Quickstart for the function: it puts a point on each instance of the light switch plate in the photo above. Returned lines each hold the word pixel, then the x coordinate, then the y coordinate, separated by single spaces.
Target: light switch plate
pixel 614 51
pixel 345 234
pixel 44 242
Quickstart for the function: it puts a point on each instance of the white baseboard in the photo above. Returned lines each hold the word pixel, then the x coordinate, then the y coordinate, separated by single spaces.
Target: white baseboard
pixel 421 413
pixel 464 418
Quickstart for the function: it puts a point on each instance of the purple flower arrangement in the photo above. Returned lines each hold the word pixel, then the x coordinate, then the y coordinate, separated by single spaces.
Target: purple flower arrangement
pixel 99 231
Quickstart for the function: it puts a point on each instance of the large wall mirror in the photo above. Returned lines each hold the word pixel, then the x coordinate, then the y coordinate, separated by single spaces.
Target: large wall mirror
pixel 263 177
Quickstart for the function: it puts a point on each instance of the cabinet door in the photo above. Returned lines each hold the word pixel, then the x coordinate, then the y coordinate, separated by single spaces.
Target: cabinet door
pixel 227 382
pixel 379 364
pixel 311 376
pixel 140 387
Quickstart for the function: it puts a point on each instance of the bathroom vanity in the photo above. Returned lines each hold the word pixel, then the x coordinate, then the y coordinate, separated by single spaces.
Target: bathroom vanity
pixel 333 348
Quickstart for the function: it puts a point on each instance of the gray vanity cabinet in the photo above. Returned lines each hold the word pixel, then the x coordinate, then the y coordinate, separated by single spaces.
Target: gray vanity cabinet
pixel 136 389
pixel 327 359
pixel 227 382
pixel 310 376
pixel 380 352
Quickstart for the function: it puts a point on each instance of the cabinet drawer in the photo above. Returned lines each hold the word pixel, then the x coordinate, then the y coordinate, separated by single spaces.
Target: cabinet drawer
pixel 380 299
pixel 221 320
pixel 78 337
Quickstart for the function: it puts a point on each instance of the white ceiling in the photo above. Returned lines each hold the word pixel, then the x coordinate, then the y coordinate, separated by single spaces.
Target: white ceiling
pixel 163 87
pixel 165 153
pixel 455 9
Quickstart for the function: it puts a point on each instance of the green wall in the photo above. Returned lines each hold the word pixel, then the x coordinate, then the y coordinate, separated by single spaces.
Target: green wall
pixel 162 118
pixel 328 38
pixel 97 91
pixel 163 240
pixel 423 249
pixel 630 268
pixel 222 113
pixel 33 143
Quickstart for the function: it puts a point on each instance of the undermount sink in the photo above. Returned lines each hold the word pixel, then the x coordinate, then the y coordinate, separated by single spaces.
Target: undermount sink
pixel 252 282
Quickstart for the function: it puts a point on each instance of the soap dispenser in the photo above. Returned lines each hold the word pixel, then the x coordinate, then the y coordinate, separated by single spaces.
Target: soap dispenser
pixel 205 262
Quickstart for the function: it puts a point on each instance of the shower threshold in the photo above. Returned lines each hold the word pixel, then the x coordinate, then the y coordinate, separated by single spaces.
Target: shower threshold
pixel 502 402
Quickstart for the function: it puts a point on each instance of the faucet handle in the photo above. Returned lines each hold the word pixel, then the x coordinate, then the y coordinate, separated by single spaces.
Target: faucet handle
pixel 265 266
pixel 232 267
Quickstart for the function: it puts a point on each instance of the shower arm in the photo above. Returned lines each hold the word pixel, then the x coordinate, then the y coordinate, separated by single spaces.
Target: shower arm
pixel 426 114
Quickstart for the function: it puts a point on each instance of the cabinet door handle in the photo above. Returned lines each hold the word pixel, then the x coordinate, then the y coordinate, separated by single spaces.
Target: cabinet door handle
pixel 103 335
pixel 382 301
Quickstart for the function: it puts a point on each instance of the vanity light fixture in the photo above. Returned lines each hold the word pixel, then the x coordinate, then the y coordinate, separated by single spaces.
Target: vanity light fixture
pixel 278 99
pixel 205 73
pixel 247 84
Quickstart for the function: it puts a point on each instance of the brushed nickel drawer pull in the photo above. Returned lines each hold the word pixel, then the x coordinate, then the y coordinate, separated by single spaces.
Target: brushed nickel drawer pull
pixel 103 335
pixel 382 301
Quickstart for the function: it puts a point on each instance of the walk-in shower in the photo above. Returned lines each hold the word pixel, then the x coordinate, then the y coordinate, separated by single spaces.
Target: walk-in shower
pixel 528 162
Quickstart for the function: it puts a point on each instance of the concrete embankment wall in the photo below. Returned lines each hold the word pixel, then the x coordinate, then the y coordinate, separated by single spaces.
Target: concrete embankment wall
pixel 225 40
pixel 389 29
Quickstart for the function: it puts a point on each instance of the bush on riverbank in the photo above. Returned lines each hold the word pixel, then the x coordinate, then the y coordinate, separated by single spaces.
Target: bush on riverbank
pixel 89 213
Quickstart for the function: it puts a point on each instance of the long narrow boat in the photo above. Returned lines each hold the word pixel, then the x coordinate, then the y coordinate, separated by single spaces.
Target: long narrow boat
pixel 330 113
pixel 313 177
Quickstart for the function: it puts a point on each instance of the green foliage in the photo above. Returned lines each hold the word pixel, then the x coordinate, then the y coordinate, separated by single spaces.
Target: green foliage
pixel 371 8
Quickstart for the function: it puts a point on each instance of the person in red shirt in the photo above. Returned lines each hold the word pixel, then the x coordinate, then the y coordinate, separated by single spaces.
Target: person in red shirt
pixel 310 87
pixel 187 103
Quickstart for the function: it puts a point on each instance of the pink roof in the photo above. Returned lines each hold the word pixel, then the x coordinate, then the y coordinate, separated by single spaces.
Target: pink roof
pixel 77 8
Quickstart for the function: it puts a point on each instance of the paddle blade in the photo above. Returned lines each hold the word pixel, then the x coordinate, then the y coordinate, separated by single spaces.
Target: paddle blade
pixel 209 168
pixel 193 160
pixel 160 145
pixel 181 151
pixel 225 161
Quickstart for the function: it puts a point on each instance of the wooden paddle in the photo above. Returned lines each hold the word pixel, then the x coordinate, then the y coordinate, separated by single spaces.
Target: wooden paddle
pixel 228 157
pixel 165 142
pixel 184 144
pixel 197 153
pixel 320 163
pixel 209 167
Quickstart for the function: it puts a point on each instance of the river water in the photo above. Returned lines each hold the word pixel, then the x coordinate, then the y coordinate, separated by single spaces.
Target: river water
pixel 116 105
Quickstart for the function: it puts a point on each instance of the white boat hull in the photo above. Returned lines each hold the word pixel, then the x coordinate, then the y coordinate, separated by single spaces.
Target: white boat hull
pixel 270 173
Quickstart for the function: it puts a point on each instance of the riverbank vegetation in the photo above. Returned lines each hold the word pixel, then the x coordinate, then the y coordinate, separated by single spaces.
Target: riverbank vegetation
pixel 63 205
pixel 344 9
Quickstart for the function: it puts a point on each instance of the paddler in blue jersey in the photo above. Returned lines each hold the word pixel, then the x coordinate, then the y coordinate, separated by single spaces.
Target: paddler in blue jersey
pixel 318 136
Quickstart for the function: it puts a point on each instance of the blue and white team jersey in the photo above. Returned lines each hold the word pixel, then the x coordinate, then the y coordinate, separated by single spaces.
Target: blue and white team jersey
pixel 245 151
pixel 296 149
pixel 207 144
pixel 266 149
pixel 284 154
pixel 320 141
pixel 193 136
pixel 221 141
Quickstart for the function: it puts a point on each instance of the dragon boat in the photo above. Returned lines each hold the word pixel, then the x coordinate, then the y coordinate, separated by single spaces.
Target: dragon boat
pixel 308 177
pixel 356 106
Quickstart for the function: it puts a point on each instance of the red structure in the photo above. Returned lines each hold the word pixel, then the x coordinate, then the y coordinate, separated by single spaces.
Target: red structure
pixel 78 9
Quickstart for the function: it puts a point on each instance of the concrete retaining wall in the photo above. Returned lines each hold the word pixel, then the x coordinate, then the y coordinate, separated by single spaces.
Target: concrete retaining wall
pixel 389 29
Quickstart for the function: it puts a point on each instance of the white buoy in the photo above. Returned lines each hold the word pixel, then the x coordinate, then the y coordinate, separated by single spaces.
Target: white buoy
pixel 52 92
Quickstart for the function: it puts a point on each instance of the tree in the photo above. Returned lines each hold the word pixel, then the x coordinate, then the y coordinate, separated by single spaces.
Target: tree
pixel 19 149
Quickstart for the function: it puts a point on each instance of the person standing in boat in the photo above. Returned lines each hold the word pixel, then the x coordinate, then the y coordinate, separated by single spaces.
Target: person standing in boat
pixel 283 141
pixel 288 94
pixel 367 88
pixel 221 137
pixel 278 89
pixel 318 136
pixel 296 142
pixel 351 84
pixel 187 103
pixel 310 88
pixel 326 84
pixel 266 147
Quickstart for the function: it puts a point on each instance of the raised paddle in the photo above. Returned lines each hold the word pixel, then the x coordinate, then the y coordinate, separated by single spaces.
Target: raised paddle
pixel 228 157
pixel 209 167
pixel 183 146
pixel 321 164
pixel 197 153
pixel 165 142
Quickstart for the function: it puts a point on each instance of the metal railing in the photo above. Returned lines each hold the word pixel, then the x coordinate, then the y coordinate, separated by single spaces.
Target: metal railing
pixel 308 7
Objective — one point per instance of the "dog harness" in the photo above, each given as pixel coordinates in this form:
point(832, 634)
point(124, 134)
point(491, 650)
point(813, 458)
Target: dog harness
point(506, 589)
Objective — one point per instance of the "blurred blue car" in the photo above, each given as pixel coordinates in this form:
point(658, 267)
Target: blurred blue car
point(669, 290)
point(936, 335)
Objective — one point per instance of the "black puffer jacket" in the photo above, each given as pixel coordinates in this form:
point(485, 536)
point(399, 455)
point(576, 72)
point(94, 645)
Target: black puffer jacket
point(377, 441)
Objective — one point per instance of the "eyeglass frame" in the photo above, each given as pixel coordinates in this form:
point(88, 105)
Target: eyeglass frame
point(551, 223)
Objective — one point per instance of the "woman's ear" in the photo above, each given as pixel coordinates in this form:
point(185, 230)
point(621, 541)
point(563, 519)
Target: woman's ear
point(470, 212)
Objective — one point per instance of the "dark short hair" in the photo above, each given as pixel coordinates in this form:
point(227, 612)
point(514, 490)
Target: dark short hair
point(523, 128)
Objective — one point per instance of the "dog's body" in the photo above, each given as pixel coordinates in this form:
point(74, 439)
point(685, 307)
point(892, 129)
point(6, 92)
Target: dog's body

------------------------------------------------

THE EXERCISE:
Put everything from the top of the listing down through the line containing "pixel 99 231" into a numbered list, leaving out any blank lines.

EXPECTED ANSWER:
1. Quickstart for the function: it puts a point on each instance of the light switch plate in the photo above. Returned lines each hold the word pixel, then the x coordinate, then the y coordinate, separated by single spaces.
2. Target: light switch plate
3. pixel 614 51
4. pixel 345 234
5. pixel 44 242
6. Quickstart for the function: it puts a point on each instance of the white baseboard in the photo above. Returned lines each hold the word pixel, then the x coordinate, then the y coordinate, separated by single spaces.
7. Target: white baseboard
8. pixel 421 413
9. pixel 464 418
10. Quickstart for the function: it puts a point on each instance of the purple flower arrangement in the photo above. Returned lines each hold the word pixel, then the x coordinate, then the y coordinate, separated by single spaces.
11. Target: purple flower arrangement
12. pixel 99 231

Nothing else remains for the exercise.